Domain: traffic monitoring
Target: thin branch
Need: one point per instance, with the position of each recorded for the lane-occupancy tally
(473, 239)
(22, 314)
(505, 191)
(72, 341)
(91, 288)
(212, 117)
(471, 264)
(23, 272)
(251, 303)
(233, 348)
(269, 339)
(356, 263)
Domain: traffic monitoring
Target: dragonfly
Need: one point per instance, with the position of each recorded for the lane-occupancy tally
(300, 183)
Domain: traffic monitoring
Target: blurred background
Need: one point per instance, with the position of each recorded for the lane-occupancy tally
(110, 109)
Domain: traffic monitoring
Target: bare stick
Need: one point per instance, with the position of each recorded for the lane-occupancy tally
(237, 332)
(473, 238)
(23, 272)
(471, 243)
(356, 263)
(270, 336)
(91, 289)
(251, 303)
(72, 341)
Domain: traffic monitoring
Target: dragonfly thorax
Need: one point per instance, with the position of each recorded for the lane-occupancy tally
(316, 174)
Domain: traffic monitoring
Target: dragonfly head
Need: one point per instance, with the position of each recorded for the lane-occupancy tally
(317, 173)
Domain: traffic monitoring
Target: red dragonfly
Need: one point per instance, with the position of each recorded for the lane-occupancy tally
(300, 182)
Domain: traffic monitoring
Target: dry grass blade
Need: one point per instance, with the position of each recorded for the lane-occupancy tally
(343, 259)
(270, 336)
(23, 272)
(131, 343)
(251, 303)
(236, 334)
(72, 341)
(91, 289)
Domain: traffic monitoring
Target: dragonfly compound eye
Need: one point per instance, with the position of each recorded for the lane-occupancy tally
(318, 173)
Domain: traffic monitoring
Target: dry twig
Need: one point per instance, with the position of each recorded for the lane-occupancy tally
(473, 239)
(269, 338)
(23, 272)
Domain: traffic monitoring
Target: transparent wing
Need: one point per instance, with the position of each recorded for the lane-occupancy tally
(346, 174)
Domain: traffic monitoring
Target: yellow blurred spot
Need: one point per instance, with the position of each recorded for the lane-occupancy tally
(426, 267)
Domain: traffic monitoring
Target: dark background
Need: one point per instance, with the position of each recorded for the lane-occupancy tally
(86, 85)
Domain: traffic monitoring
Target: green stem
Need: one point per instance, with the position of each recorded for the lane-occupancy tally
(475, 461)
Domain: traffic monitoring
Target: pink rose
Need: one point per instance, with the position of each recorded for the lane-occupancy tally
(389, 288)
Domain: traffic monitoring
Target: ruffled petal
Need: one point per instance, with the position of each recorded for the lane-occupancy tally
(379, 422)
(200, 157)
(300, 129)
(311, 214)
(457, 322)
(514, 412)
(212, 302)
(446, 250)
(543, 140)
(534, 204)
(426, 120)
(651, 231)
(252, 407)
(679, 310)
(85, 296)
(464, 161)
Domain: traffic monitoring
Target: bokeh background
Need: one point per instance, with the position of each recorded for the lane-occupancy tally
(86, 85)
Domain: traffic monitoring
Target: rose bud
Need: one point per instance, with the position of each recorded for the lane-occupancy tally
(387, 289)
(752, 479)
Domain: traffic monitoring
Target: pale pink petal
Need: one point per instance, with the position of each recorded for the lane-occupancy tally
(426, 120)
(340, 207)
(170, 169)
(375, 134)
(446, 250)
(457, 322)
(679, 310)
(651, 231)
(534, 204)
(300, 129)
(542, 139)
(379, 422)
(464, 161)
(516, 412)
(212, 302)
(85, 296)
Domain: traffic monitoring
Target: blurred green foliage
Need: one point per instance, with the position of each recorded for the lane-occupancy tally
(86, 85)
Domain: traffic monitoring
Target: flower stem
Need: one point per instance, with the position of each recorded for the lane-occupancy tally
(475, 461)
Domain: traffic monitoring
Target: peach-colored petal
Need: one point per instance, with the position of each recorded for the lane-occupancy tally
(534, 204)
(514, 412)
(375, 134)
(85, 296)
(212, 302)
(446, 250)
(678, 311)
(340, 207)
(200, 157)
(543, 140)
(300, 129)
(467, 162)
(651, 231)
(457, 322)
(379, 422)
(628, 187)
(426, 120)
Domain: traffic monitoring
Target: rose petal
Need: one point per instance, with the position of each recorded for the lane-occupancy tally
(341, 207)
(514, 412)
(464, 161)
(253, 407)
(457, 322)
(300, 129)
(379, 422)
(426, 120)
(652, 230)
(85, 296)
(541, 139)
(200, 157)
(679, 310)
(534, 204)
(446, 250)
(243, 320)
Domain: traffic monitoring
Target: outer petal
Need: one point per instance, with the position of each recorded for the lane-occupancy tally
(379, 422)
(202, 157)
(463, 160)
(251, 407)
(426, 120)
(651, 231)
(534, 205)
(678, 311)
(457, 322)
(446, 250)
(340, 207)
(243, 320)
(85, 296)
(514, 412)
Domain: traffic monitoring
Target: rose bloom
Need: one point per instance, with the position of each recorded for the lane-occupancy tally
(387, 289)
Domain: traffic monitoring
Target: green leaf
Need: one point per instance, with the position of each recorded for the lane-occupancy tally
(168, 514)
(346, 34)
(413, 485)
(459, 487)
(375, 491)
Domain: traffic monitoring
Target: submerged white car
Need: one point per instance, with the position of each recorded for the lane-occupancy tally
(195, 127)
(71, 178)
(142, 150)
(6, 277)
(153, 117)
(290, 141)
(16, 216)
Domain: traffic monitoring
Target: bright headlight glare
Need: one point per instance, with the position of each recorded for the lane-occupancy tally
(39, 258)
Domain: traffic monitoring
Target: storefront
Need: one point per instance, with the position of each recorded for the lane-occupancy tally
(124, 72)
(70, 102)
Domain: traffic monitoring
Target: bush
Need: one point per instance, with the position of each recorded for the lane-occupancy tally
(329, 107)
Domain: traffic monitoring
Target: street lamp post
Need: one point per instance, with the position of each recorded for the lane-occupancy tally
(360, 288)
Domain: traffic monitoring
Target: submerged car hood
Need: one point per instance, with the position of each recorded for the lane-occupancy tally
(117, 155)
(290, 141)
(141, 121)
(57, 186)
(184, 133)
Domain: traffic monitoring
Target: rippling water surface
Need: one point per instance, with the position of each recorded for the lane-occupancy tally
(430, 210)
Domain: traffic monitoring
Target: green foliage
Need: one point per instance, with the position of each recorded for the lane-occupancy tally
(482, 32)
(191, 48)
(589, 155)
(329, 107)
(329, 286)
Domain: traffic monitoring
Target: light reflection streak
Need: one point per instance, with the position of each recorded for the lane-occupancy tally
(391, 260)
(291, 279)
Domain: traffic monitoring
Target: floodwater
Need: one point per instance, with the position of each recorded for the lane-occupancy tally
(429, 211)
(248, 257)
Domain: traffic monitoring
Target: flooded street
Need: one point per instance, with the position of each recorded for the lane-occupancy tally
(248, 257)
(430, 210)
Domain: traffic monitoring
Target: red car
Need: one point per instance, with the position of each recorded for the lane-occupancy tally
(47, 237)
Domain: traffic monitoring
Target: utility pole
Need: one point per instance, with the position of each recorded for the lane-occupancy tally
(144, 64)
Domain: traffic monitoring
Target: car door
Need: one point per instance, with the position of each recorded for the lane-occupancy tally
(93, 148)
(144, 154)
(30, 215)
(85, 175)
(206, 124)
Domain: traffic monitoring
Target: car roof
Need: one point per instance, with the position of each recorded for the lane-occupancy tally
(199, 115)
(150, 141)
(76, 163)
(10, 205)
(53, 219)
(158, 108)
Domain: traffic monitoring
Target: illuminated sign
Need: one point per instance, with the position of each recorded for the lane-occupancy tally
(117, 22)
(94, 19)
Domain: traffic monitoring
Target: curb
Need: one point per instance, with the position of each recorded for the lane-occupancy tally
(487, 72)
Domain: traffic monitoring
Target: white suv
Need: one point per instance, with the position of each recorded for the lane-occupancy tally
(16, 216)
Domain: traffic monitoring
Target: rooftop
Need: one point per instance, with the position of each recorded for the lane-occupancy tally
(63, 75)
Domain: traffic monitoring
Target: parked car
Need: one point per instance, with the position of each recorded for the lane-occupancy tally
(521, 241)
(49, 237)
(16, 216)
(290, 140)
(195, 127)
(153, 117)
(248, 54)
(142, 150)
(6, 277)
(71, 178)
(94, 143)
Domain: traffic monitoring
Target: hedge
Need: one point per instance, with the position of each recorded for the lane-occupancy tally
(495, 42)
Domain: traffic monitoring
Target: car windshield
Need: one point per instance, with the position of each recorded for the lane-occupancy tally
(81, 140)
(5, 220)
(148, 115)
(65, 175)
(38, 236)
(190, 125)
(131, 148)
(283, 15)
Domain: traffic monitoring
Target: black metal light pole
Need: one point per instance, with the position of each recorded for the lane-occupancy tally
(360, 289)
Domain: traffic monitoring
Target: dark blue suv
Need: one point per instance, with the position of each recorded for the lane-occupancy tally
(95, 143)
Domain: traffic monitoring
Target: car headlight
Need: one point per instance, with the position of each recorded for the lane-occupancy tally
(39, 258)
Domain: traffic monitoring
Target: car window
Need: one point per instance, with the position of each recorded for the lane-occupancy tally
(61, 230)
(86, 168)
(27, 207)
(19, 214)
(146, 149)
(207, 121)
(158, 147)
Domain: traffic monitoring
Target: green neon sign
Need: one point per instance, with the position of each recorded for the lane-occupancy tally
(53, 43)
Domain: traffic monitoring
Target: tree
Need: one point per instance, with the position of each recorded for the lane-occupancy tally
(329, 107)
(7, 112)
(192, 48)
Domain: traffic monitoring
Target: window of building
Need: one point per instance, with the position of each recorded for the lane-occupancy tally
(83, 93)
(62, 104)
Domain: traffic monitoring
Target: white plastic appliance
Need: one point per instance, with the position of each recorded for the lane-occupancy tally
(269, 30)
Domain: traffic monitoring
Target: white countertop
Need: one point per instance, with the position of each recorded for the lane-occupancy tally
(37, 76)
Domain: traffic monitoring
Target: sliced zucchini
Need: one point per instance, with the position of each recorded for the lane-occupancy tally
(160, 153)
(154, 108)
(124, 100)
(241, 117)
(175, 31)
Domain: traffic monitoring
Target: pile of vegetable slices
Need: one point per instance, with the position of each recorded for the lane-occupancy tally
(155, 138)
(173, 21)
══════════
- Problem requirements
Show every line above that contains the string "petal", treating uppercase and lowercase as different.

- Solution to the exercise
Target: ruffled petal
Target: pale pink petal
Target: peach-colored petal
Target: rose petal
Target: outer petal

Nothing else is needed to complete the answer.